Short exercise 1: According to the Goldbuster review, which two longtime acting friends of Sandra Ng come from Hong Kong to appear in the film?
Short exercise 2: Do these statements agree with the Goldbuster review? (a) This is the first digital review done at AV NIRVANA. (b) Goldbuster is Sandra Ng's first film as director. (c) The reviewer finds the film's pacing smooth. Answer yes or no for each, quoting the words from the review that decide it.
Short exercise 3: Carry the Goldbuster review forward from its final sentence.

I usually don’t do many digital reviews (this is actually only the 2nd one we’ve done here at AV NIRVANA), but I have soft spot for Well Go USA’s Asian offerings and I had to take on the chance to review Sandra Ng’s directorial debut. The woman has been a legend in the Chinese comedy circle for quite some time, and she lined up quite the cast for this little horror comedy. Her life long acting friends Francis Ng and Alex Fong show up from Hong Kong, and she even pulled in a couple of high level Chinese comedians to star alongside her. I had really high hopes for Goldbuster, but unfortunately Sandra’s debut is a bit of a mixed bag. Her slapstick style humor is zany and generally hilarious, but the pacing is very awkward and herky jerky, leaving the audience feeling like they’re watching a series of vignettes rather than a whole movie.

Data provided:
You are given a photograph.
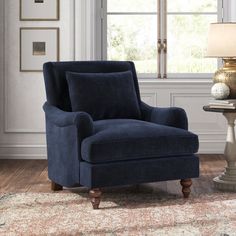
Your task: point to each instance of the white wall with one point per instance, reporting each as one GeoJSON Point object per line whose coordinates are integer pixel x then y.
{"type": "Point", "coordinates": [22, 94]}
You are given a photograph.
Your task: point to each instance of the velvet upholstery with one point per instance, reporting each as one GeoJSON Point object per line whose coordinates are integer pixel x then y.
{"type": "Point", "coordinates": [110, 96]}
{"type": "Point", "coordinates": [55, 78]}
{"type": "Point", "coordinates": [166, 153]}
{"type": "Point", "coordinates": [134, 139]}
{"type": "Point", "coordinates": [139, 171]}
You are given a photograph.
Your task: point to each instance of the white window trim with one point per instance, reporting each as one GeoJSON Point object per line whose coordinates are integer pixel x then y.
{"type": "Point", "coordinates": [92, 36]}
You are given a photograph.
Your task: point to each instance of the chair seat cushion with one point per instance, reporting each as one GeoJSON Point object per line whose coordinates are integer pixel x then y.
{"type": "Point", "coordinates": [127, 139]}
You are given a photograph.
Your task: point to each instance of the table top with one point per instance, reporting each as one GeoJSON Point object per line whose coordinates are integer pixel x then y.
{"type": "Point", "coordinates": [222, 110]}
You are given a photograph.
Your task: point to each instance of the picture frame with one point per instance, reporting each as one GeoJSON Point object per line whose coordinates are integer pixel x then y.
{"type": "Point", "coordinates": [39, 10]}
{"type": "Point", "coordinates": [37, 46]}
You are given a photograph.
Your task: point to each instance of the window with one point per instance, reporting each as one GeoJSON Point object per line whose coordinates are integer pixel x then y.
{"type": "Point", "coordinates": [165, 38]}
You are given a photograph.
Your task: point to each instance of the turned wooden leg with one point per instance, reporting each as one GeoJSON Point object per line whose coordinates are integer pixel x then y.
{"type": "Point", "coordinates": [186, 184]}
{"type": "Point", "coordinates": [55, 186]}
{"type": "Point", "coordinates": [95, 195]}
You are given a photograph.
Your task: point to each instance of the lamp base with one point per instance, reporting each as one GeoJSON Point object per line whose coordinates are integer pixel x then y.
{"type": "Point", "coordinates": [227, 75]}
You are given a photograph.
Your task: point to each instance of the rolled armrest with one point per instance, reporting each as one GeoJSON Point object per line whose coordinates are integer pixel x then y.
{"type": "Point", "coordinates": [171, 116]}
{"type": "Point", "coordinates": [62, 118]}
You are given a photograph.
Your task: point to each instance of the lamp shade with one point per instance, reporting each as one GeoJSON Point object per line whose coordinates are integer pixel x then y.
{"type": "Point", "coordinates": [222, 40]}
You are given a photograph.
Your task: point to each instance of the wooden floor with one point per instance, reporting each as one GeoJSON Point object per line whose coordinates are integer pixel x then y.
{"type": "Point", "coordinates": [31, 176]}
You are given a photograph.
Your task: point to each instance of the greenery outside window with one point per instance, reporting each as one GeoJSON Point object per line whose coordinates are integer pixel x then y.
{"type": "Point", "coordinates": [165, 38]}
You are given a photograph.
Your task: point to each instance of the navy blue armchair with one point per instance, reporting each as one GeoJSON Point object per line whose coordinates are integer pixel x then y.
{"type": "Point", "coordinates": [100, 133]}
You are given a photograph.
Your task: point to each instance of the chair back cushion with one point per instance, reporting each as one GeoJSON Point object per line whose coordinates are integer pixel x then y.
{"type": "Point", "coordinates": [104, 95]}
{"type": "Point", "coordinates": [57, 91]}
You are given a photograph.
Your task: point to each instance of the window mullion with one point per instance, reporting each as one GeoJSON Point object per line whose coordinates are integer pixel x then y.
{"type": "Point", "coordinates": [165, 38]}
{"type": "Point", "coordinates": [159, 39]}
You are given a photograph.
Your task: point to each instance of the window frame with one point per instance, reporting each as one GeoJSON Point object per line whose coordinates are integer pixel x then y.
{"type": "Point", "coordinates": [100, 42]}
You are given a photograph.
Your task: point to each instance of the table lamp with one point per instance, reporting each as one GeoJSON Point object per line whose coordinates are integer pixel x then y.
{"type": "Point", "coordinates": [222, 44]}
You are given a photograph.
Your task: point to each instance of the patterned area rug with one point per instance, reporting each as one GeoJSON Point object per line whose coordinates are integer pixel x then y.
{"type": "Point", "coordinates": [120, 214]}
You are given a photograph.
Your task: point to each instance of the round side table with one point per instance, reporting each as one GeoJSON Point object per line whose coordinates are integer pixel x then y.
{"type": "Point", "coordinates": [227, 180]}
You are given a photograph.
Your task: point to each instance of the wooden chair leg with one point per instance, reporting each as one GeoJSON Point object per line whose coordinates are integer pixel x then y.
{"type": "Point", "coordinates": [55, 186]}
{"type": "Point", "coordinates": [186, 184]}
{"type": "Point", "coordinates": [95, 196]}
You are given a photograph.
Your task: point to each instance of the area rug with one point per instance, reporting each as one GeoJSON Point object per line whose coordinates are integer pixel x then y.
{"type": "Point", "coordinates": [120, 214]}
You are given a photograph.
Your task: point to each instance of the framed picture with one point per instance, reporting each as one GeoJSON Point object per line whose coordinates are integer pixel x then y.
{"type": "Point", "coordinates": [39, 10]}
{"type": "Point", "coordinates": [37, 46]}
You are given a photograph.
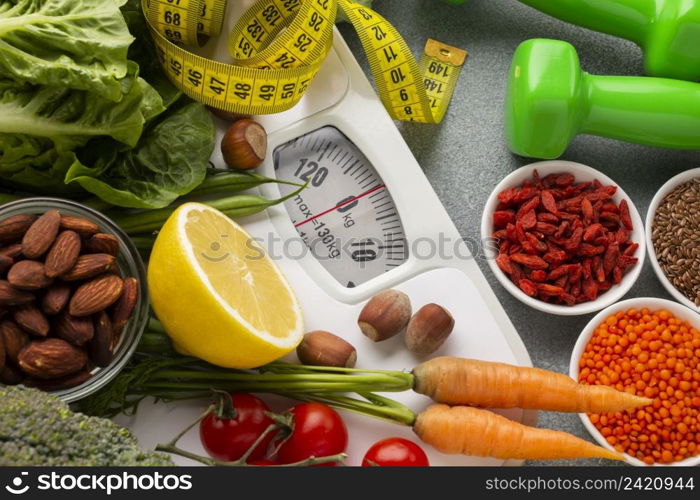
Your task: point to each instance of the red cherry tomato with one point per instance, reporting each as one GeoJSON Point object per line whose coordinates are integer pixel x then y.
{"type": "Point", "coordinates": [318, 432]}
{"type": "Point", "coordinates": [229, 438]}
{"type": "Point", "coordinates": [261, 462]}
{"type": "Point", "coordinates": [395, 452]}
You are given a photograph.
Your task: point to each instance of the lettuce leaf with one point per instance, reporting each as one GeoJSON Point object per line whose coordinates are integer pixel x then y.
{"type": "Point", "coordinates": [81, 44]}
{"type": "Point", "coordinates": [170, 160]}
{"type": "Point", "coordinates": [70, 117]}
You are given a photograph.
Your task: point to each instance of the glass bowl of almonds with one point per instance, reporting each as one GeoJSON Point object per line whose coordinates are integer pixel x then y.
{"type": "Point", "coordinates": [673, 237]}
{"type": "Point", "coordinates": [73, 297]}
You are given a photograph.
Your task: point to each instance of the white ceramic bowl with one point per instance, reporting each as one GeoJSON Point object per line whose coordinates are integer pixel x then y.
{"type": "Point", "coordinates": [582, 173]}
{"type": "Point", "coordinates": [681, 178]}
{"type": "Point", "coordinates": [653, 304]}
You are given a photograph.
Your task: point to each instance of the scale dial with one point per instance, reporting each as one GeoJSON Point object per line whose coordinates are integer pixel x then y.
{"type": "Point", "coordinates": [346, 216]}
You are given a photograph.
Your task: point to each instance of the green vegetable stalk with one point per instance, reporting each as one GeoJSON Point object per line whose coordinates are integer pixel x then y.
{"type": "Point", "coordinates": [159, 372]}
{"type": "Point", "coordinates": [234, 206]}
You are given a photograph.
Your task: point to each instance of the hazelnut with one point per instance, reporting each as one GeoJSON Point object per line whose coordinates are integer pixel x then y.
{"type": "Point", "coordinates": [244, 145]}
{"type": "Point", "coordinates": [428, 329]}
{"type": "Point", "coordinates": [325, 349]}
{"type": "Point", "coordinates": [385, 315]}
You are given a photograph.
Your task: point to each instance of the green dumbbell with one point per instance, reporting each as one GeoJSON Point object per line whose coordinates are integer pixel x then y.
{"type": "Point", "coordinates": [667, 30]}
{"type": "Point", "coordinates": [550, 100]}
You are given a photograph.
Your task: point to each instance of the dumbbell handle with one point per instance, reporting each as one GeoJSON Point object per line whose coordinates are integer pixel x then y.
{"type": "Point", "coordinates": [653, 111]}
{"type": "Point", "coordinates": [627, 19]}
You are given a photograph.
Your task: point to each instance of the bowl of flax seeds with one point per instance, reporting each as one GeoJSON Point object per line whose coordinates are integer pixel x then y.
{"type": "Point", "coordinates": [673, 237]}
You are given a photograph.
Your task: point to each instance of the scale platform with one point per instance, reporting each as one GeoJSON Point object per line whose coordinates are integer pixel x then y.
{"type": "Point", "coordinates": [368, 221]}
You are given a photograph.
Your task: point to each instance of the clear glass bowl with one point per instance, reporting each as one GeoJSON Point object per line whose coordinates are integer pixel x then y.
{"type": "Point", "coordinates": [130, 264]}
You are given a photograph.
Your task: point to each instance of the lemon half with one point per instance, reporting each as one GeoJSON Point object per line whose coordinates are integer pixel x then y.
{"type": "Point", "coordinates": [218, 294]}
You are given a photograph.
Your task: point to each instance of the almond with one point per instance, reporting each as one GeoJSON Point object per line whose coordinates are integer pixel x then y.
{"type": "Point", "coordinates": [14, 339]}
{"type": "Point", "coordinates": [11, 376]}
{"type": "Point", "coordinates": [51, 358]}
{"type": "Point", "coordinates": [88, 266]}
{"type": "Point", "coordinates": [55, 298]}
{"type": "Point", "coordinates": [31, 319]}
{"type": "Point", "coordinates": [63, 254]}
{"type": "Point", "coordinates": [60, 383]}
{"type": "Point", "coordinates": [5, 263]}
{"type": "Point", "coordinates": [13, 228]}
{"type": "Point", "coordinates": [95, 295]}
{"type": "Point", "coordinates": [77, 331]}
{"type": "Point", "coordinates": [11, 296]}
{"type": "Point", "coordinates": [41, 234]}
{"type": "Point", "coordinates": [28, 275]}
{"type": "Point", "coordinates": [79, 224]}
{"type": "Point", "coordinates": [124, 307]}
{"type": "Point", "coordinates": [13, 251]}
{"type": "Point", "coordinates": [102, 243]}
{"type": "Point", "coordinates": [100, 347]}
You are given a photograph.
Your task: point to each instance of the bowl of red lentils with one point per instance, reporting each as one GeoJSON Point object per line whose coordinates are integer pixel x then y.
{"type": "Point", "coordinates": [649, 347]}
{"type": "Point", "coordinates": [563, 238]}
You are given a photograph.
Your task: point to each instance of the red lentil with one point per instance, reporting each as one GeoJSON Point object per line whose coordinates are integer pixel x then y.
{"type": "Point", "coordinates": [652, 354]}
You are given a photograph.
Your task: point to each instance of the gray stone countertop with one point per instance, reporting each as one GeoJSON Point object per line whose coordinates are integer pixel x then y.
{"type": "Point", "coordinates": [465, 156]}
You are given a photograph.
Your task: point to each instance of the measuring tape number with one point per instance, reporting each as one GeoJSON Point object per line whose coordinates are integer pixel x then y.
{"type": "Point", "coordinates": [278, 47]}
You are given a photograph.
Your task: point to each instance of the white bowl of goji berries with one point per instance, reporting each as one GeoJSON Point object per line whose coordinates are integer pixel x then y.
{"type": "Point", "coordinates": [563, 237]}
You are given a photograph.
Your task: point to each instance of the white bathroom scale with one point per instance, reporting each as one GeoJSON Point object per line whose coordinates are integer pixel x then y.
{"type": "Point", "coordinates": [368, 220]}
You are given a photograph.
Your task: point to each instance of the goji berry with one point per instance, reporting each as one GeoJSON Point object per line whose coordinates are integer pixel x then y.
{"type": "Point", "coordinates": [574, 242]}
{"type": "Point", "coordinates": [551, 290]}
{"type": "Point", "coordinates": [630, 250]}
{"type": "Point", "coordinates": [501, 234]}
{"type": "Point", "coordinates": [502, 218]}
{"type": "Point", "coordinates": [531, 261]}
{"type": "Point", "coordinates": [610, 259]}
{"type": "Point", "coordinates": [555, 257]}
{"type": "Point", "coordinates": [587, 210]}
{"type": "Point", "coordinates": [599, 269]}
{"type": "Point", "coordinates": [590, 290]}
{"type": "Point", "coordinates": [504, 263]}
{"type": "Point", "coordinates": [625, 216]}
{"type": "Point", "coordinates": [547, 217]}
{"type": "Point", "coordinates": [546, 228]}
{"type": "Point", "coordinates": [507, 196]}
{"type": "Point", "coordinates": [528, 287]}
{"type": "Point", "coordinates": [528, 220]}
{"type": "Point", "coordinates": [593, 231]}
{"type": "Point", "coordinates": [587, 250]}
{"type": "Point", "coordinates": [622, 236]}
{"type": "Point", "coordinates": [548, 202]}
{"type": "Point", "coordinates": [563, 242]}
{"type": "Point", "coordinates": [538, 275]}
{"type": "Point", "coordinates": [528, 206]}
{"type": "Point", "coordinates": [525, 193]}
{"type": "Point", "coordinates": [564, 180]}
{"type": "Point", "coordinates": [617, 275]}
{"type": "Point", "coordinates": [563, 228]}
{"type": "Point", "coordinates": [539, 245]}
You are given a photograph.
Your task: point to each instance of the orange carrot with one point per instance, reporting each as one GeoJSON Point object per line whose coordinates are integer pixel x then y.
{"type": "Point", "coordinates": [471, 431]}
{"type": "Point", "coordinates": [458, 381]}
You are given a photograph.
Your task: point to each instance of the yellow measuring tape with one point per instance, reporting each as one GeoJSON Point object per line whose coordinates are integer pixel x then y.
{"type": "Point", "coordinates": [278, 47]}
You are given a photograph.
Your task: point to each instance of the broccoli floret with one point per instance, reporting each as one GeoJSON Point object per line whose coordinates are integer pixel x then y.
{"type": "Point", "coordinates": [37, 428]}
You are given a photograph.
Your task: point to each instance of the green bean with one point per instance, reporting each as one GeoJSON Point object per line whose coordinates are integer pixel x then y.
{"type": "Point", "coordinates": [233, 206]}
{"type": "Point", "coordinates": [218, 181]}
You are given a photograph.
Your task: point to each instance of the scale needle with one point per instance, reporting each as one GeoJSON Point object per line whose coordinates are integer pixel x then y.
{"type": "Point", "coordinates": [341, 205]}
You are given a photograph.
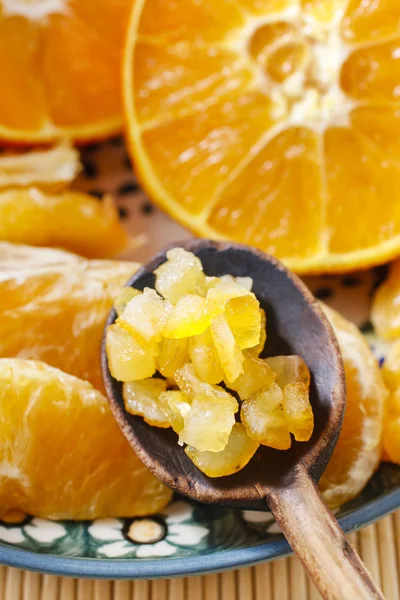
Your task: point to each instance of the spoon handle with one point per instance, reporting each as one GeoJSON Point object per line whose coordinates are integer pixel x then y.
{"type": "Point", "coordinates": [318, 540]}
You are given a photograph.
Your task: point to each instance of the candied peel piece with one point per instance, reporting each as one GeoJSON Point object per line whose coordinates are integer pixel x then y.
{"type": "Point", "coordinates": [192, 385]}
{"type": "Point", "coordinates": [298, 412]}
{"type": "Point", "coordinates": [204, 357]}
{"type": "Point", "coordinates": [128, 359]}
{"type": "Point", "coordinates": [223, 290]}
{"type": "Point", "coordinates": [244, 319]}
{"type": "Point", "coordinates": [141, 398]}
{"type": "Point", "coordinates": [180, 275]}
{"type": "Point", "coordinates": [175, 405]}
{"type": "Point", "coordinates": [256, 374]}
{"type": "Point", "coordinates": [262, 416]}
{"type": "Point", "coordinates": [172, 355]}
{"type": "Point", "coordinates": [258, 348]}
{"type": "Point", "coordinates": [124, 296]}
{"type": "Point", "coordinates": [236, 454]}
{"type": "Point", "coordinates": [289, 369]}
{"type": "Point", "coordinates": [208, 424]}
{"type": "Point", "coordinates": [188, 317]}
{"type": "Point", "coordinates": [145, 316]}
{"type": "Point", "coordinates": [230, 355]}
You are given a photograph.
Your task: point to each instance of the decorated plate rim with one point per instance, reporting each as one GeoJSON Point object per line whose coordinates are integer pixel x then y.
{"type": "Point", "coordinates": [219, 560]}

Exercise result 1: Francis Ng and Alex Fong.

Exercise result 2:
(a) No: "this is actually only the 2nd one we’ve done here at AV NIRVANA"
(b) Yes: "review Sandra Ng’s directorial debut"
(c) No: "the pacing is very awkward and herky jerky"

Exercise result 3:
With glimpses of Stephen Chow, Sam Raimi, and even John Landis, Sandra Ng crafts a wacky tale of melodrama, slapstick humor, and gory goodness. The plot is rather simple. 7 people live in 4 separate apartments in a dilapidated old apartment complex. Right now they’re the ONLY people left, as a real estate developer named Richie Xiu (Shen Ten) has pushed out all of the other tenants in order to buy the building and bulldoze it in order to build up a skyscraper (pretty standard motivation in films actually). The 4 different families include a pair of washed up gangsters, a widower and his son, an erotic cam girl, and a pair of drug making inventors who just want to be left alone. Since the developer has been hounding them for quite some time, the 7 people stay holed up in the old building, never coming out for anything so that they aren’t FORCED out.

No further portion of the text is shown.